* **Given exercise**
Could you carry the passage on interacting growth walks and self-avoiding walk entropy forward from its last sentence?

* **Quoted passage**
An IGW does not generate an equilibrium ensemble polymer configurations describing a closed system. In this sense we can view IGW as non-equilibrium analogue of PERM-B walks of Grasberger. It is similar to Kinetic Growth Walk (KGW) being analogue of Rosenbluth-Rosenbluth walk that visits an unvisited nearest neighbour site with equal probability.

● The Rosenbluth-Rosenbluth (RR) weight can be interpreted as representing the atmosphere of a self avoiding walk.
● Essentially the value of the atmosphere is the product of the unvisited nearest neighbour sites seen by the growing self avoiding walk.
● This quantity differs from one walk to the other and hence is a random variable. It has been shown that the average of this random variable over a suitably augmented ensemble of Kinetic Growth Walks gives an estimate of the microcanonical entropy of Interacting self avoiding walk (ISAW).
● This is an important finding since from microcanonical entropy one can determine all other thermodynamic properties of ISAW.
● Ponmurugan, Sridhar, Narasimhan and me generalized the notion of atmosphere to IGW and showed that this could also lead to a good estimate of microcanonical entropy.
● More importantly we could show that IGW can indeed provide an alternative to pruning and enriching required to study the thermodynamics of ISAW as a function of temperature.

* **Data extract**
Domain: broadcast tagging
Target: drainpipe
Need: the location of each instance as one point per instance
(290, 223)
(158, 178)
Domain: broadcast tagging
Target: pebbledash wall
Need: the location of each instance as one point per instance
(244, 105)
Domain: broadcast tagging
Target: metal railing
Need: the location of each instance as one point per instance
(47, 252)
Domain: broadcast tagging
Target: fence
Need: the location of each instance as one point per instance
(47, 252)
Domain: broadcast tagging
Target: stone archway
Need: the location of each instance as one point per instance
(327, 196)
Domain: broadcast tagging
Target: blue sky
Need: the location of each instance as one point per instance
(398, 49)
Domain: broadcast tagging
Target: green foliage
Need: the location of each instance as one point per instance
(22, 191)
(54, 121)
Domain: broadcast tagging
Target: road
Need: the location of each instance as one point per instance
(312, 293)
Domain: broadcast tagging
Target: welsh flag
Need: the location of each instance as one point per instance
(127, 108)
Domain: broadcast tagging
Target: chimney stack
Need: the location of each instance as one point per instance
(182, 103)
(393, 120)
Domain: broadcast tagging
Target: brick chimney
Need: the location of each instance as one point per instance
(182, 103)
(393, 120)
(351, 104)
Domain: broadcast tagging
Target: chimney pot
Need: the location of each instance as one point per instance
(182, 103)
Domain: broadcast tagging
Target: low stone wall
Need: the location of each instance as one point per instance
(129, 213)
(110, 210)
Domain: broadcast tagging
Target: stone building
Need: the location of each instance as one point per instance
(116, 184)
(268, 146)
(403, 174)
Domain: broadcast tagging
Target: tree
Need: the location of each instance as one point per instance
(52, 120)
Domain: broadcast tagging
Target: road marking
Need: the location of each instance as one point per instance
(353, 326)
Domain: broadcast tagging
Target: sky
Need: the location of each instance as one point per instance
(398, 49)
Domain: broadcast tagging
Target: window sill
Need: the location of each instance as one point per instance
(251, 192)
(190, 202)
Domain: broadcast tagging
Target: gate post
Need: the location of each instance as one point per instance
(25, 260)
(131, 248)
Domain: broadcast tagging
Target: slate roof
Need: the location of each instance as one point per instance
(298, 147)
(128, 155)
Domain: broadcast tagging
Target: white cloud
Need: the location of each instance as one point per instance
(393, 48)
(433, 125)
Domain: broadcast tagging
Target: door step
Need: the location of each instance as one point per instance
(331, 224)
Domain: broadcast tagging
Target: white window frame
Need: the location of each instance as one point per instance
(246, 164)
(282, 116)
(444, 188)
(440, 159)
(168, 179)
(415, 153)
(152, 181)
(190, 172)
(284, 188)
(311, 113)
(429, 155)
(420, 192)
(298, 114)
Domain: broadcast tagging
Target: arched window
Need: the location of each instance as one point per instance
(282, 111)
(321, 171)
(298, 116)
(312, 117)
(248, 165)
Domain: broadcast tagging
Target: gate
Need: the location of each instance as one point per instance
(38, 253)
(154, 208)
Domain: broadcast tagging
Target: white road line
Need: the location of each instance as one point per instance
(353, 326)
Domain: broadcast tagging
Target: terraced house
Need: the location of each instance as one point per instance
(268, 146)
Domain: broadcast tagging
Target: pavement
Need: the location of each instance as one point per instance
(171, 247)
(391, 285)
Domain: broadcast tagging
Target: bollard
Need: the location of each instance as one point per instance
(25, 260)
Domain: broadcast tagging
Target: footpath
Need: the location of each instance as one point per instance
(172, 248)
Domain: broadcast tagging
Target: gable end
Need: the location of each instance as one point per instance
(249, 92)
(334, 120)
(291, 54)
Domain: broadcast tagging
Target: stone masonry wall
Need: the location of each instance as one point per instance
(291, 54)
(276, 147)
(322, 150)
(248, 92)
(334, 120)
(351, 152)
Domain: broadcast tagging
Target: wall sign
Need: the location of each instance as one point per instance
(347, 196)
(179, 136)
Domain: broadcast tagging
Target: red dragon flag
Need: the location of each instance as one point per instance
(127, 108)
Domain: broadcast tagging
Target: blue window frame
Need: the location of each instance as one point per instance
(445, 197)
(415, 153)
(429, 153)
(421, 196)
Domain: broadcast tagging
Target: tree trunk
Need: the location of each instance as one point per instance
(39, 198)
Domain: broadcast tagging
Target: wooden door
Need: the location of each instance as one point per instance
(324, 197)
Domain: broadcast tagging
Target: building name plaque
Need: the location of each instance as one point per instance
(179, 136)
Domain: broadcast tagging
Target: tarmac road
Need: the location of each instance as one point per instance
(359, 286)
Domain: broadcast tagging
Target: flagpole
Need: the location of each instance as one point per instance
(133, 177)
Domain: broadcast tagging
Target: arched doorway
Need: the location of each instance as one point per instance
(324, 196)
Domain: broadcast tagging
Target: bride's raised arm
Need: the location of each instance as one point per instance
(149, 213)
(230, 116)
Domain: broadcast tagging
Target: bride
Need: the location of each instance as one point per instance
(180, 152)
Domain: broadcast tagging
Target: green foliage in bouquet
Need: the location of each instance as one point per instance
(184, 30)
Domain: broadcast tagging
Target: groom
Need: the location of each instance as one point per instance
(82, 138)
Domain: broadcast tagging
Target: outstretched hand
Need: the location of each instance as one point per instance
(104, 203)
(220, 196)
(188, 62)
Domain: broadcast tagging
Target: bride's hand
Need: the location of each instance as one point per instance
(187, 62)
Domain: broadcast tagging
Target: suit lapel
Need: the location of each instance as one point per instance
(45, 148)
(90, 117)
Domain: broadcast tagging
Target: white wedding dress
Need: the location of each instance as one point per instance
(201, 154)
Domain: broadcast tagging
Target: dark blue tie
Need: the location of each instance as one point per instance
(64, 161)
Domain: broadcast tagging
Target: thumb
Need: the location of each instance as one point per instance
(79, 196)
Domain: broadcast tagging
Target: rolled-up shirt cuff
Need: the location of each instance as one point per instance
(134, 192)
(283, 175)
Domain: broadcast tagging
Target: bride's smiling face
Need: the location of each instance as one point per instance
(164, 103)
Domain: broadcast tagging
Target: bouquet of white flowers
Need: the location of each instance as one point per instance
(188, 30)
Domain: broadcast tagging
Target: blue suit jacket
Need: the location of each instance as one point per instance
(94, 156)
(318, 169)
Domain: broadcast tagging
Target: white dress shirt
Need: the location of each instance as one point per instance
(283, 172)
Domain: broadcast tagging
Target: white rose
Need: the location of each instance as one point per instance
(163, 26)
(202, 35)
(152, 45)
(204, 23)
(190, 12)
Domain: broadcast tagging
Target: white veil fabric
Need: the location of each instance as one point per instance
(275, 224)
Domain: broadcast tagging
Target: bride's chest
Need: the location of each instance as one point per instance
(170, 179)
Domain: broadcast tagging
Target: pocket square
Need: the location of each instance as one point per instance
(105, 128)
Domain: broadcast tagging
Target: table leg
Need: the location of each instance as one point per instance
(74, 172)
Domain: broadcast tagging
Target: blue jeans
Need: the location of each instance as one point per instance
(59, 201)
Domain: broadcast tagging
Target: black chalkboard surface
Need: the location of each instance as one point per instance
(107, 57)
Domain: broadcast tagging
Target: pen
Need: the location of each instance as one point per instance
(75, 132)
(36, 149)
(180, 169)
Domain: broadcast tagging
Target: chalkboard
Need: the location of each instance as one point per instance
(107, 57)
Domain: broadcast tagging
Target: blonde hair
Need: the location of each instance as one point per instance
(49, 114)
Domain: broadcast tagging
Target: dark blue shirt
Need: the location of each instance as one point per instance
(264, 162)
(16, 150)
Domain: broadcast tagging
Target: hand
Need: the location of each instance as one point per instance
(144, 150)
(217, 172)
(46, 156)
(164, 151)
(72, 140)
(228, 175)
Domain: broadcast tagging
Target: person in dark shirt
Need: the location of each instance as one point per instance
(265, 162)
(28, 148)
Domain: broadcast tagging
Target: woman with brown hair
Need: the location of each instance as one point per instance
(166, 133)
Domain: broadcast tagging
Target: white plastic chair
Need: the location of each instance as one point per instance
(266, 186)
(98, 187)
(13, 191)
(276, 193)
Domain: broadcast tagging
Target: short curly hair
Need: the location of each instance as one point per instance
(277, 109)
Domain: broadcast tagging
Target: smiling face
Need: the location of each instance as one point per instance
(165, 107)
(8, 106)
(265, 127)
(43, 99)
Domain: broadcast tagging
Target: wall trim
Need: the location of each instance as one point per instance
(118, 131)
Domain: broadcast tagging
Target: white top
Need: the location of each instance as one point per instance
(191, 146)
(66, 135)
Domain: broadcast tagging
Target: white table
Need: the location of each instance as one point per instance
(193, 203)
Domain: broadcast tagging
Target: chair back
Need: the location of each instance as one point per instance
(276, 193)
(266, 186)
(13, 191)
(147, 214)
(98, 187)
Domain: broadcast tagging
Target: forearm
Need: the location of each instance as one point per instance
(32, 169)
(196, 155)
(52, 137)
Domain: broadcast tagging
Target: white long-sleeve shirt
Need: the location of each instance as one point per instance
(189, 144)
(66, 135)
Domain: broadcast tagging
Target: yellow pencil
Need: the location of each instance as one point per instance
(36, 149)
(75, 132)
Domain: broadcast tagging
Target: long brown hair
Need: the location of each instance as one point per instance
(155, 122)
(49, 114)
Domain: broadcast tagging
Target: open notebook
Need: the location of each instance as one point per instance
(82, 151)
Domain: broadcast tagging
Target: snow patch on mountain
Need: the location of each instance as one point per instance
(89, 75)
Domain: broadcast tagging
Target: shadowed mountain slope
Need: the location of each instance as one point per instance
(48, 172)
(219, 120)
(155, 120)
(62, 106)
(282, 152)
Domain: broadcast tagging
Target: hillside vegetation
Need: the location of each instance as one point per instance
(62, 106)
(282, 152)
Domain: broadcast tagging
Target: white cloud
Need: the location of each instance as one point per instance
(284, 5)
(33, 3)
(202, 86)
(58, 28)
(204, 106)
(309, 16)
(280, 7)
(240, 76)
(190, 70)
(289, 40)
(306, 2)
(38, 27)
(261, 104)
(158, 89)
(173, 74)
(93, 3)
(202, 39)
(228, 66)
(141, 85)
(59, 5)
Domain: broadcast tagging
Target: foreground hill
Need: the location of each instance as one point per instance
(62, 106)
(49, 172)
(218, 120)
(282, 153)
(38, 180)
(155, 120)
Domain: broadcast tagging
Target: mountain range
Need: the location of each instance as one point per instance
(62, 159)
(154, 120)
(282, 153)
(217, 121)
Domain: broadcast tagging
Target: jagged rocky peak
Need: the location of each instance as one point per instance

* **Output for this exercise**
● Klaus W. Kehr, Hailermariam Ambaye and I showed that extreme value statistics could explain an intriguing experimental finding of thickness dependent mobility of charge carriers across a thin film of amorphous material.
● In the context of coarsening phenomena me and my colleagues V. Sridhar and M. C. Valsakumar showed that the life time distribution obeys an asymptotic scaling; the scaling function exhibits singularities at either ends of the support due to persistence and slow dynamics.

A piece of work on nonlinear dynamics carried out in collaboration with S. Venkadesan, M. C. Valsakumar and S. Rajasekar consisted of embedding a scalar time series in a low dimensional phase space by constructing time delay vectors and studying the underlying dynamics through exponential divergence plots and largest Lyapunov exponent. We could show that a noisy looking experimental time series from a tensile test of Al-Mg alloy in plastic flow domain has originated from a low dimensional chaotic dynamics.
Klaus W. Kehr and I investigated an entropy barrier model and obtained analytically the slow glassy relaxation times. Such a glassy relaxation also obtains in a reaction diffusion model as shown by me and Prof. Gunter Schuetz : particles diffuse on a lattice; when two or more of them meet at a lattice site, they annihilate each other; the dynamics becomes slower and slower as time proceeds; the density - density correlations exhibit ageing scaling: The more you wait, longer does it take, to equilibrate.
An oft-cited work carried out in collaboration with G. Ananthakrishna and M. C. Valsakumar, pertained to linearization of non-linear Langevin equations; we proposed single and double Gaussian decoupling of higher moments and tested the model with results of exact Monte Carlo simulation of the corresponding non-linear Langevin process.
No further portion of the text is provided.